Iterate for each possible distance from 1 to the maximum distance, i.e., max(POS)-min(POS) and call the function to check if the arrangement is possible.
For each distance, start placing cows from the 1st position and check if curr_pos - prev_pos >= distance.
If it is possible to place the cow in that position, update the previous position as the current position and check further.
Update the count whenever we place a cow; if count >= number of cows, the arrangement is possible.
Repeat the same steps for the next distance. Stop when it is not possible to arrange and return the answer.
Dry Run
Suppose the following input is given:
Cows = 3
Positions = [ 1, 3, 5, 6, 10 ]
Let’s see the arrangement of cows for each possible distance.
Minimum distance- 1: We can place the first cow at position 1 and the second cow at position 3 as 3-1 >=1. Similarly, the third cow can be placed at position 5. Hence answer can be 1.
Minimum distance- 2: We can place the first cow at position 1 and the second cow at position 3. The third cow can be placed at position 5. Hence answer can be 2.
Minimum distance- 3: We can place the first cow at position 1, the second cow at position 5, and the third cow at position 10. Hence arrangement is possible.
Minimum distance- 4: We can place the first cow at position 1, the second cow at position 5, and the third cow at position 10. Hence answer can be 4.
Minimum distance- 5: We can place the first cow at position 1 and the second cow at position 6, but we can’t place the third cow as the distance will be less than 5. So no arrangement is possible.
Since for distance = 5, the arrangement is not possible; Hence the answer is 4.

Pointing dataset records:

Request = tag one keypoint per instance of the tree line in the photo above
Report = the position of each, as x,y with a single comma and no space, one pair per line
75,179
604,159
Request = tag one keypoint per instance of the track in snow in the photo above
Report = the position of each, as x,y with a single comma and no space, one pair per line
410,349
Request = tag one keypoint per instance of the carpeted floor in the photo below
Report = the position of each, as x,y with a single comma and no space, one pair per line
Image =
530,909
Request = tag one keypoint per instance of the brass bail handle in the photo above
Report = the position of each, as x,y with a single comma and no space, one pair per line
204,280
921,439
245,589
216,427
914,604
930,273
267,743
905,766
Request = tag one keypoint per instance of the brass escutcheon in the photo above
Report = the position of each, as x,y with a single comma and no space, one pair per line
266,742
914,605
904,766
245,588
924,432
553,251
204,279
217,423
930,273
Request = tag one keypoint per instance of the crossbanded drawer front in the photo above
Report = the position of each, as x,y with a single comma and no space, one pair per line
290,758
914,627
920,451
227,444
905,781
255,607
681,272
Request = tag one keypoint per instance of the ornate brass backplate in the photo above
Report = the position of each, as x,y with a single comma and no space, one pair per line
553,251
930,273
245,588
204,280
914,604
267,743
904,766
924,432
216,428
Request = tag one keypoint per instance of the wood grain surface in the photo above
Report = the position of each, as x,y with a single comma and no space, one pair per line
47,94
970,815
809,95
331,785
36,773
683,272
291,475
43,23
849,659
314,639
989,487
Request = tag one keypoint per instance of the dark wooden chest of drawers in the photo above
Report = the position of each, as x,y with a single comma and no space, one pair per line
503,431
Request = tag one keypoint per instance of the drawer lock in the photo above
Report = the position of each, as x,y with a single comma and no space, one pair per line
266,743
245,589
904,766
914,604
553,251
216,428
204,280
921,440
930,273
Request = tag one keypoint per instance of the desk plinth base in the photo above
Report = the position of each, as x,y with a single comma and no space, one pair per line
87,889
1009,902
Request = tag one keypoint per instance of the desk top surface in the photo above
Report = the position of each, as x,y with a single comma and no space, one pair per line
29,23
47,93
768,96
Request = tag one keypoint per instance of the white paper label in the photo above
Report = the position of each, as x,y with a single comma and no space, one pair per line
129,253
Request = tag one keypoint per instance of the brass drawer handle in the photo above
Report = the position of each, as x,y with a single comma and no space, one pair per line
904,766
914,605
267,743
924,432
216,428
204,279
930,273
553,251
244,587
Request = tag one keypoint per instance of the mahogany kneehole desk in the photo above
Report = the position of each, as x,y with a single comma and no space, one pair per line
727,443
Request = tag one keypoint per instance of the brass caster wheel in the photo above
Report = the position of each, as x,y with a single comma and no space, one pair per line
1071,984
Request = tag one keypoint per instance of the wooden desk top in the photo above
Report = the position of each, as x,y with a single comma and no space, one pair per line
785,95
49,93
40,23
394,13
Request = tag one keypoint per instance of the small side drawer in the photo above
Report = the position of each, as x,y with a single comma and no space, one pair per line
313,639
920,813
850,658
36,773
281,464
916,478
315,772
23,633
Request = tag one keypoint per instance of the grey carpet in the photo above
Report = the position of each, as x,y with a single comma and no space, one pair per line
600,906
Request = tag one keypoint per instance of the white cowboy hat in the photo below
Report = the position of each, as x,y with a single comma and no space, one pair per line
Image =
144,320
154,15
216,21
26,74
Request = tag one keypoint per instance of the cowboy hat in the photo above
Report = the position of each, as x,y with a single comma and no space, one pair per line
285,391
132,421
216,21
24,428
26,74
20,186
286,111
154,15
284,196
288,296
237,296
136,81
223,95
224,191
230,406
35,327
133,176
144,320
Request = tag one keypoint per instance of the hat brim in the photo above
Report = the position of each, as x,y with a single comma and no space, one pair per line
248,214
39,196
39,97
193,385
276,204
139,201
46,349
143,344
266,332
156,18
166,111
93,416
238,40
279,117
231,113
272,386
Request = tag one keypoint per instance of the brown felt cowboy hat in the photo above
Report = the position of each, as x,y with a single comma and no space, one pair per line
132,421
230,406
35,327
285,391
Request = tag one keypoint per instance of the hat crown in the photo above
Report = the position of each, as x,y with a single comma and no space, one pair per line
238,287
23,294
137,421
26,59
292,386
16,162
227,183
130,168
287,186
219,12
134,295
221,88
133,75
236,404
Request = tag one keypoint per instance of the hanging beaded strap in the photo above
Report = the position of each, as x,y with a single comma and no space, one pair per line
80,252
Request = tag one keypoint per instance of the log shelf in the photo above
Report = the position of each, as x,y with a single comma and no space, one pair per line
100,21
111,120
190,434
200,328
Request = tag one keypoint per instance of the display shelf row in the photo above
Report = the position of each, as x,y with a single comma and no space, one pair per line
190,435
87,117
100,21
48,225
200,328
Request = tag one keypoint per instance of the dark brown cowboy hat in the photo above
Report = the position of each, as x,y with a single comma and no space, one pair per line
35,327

• **Instructions**:
A) Return the passage of the cow-placement walkthrough starting at "Repeat the same" and ending at "answer can be 1.", copied word for word.
B) Write the next part of the cow-placement walkthrough, picking up right after its final sentence.

• **Responses**:
A)
Repeat the same steps for the next distance. Stop when it is not possible to arrange and return the answer.
Dry Run
Suppose the following input is given:
Cows = 3
Positions = [ 1, 3, 5, 6, 10 ]
Let’s see the arrangement of cows for each possible distance.
Minimum distance- 1: We can place the first cow at position 1 and the second cow at position 3 as 3-1 >=1. Similarly, the third cow can be placed at position 5. Hence answer can be 1.

B)
C++ Implementation
#include <bits/stdc++.h>
using namespace std;
bool isPossible(vector<int>& pos, int dist, int N, int K) {
int count = 1;
int prev = pos[0];
for(auto curr:pos) {
if(curr - prev >= dist) {
prev = curr;
count++;
}
}
if (count >= K) return true;
return false;
}
int main() {
int N = 5, K = 3;
vector<int> pos = { 1, 3, 5, 6, 10 };
int ans = -1;
sort(pos.begin(), pos.end());
// maximum element from the position array
int max_dist = pos[N-1];
/*
try out each possible distance
from 1 to max_dist
store the distance in ans,
if the arrangement is possible
otherwise, break.
*/
for (int dist = 1; dist <= max_dist; dist++) {
if (isPossible(pos, dist, N, K)) {
ans = dist;
}
else {
break;
}
}
// print the answer
cout << "The largest minimum distance is: "<< ans << endl;
return 0;
}
Java Implementation
import java.util.*;
public class main {
public static void main(String[] args) {
int N = 5, K = 3;
int[] pos = { 1, 3, 5, 6, 10 };
Arrays.sort(pos);
int ans = -1, max_dist = pos[N - 1];
/*
try out each possible distance
from 1 to max_dist
store the distance in ans,
if the arrangement is possible
otherwise, break.
*/
for (int dist = 1; dist <= max_dist; dist++) {
if (isPossible(pos, dist, N, K)) {
ans = dist;
}
else {
break;
}
}
System.out.println("The largest minimum distance is: " + ans);
}
public static boolean isPossible(int[] pos, int dist, int N, int K) {
int count = 1;
// place a cow at 1st position
int prev = pos[0];
for (int curr_pos = 0; curr_pos < N; curr_pos++) {
int curr = pos[curr_pos];
// check if we can place a cow at that position
if (curr - prev >= dist) {
prev = curr;
count++;
}
}
// all the cows are placed
if (count >= K)
return true;
return false;
}
}
Python Implementation
def isPossible(pos, dist, N, K ):
count=1
# place a cow at 1st position
prev = pos[0]
for curr_pos in range(1,N):
curr = pos[curr_pos]
# check if we can place a cow at that position
if(curr - prev >= dist):
prev = curr
count = count+1
# all the cows are placed
if(count >= K):
return True
return False
N = 5
K = 3
pos = [1,3, 5, 6, 10]
pos.sort()
ans = -1
max_dist = pos[N-1]
# try out each possible distance from 1 to max_dist
for dist in range(1,max_dist+1):
# store the distance in ans, if the arrangement is possible
if(isPossible(pos, dist, N, K)):
ans = dist
else:
# arrangement is not possible for further distance
break
print("The largest minimum distance is: " + str(ans))
Output
Time Complexity
Two loops are being used in the solution. The outer loop runs from minDist to maxDist, and in each iteration, we call the function isPossible, whose time complexity is O(N). So, the total time complexity is O(M*N), where N is the size of the position array and M is the maxDist at which the stall can be placed.
Space Complexity
The array, when sorted, will take log(N) space so that the overall space complexity will be O(log(N)), where N represents the number of elements in the given array.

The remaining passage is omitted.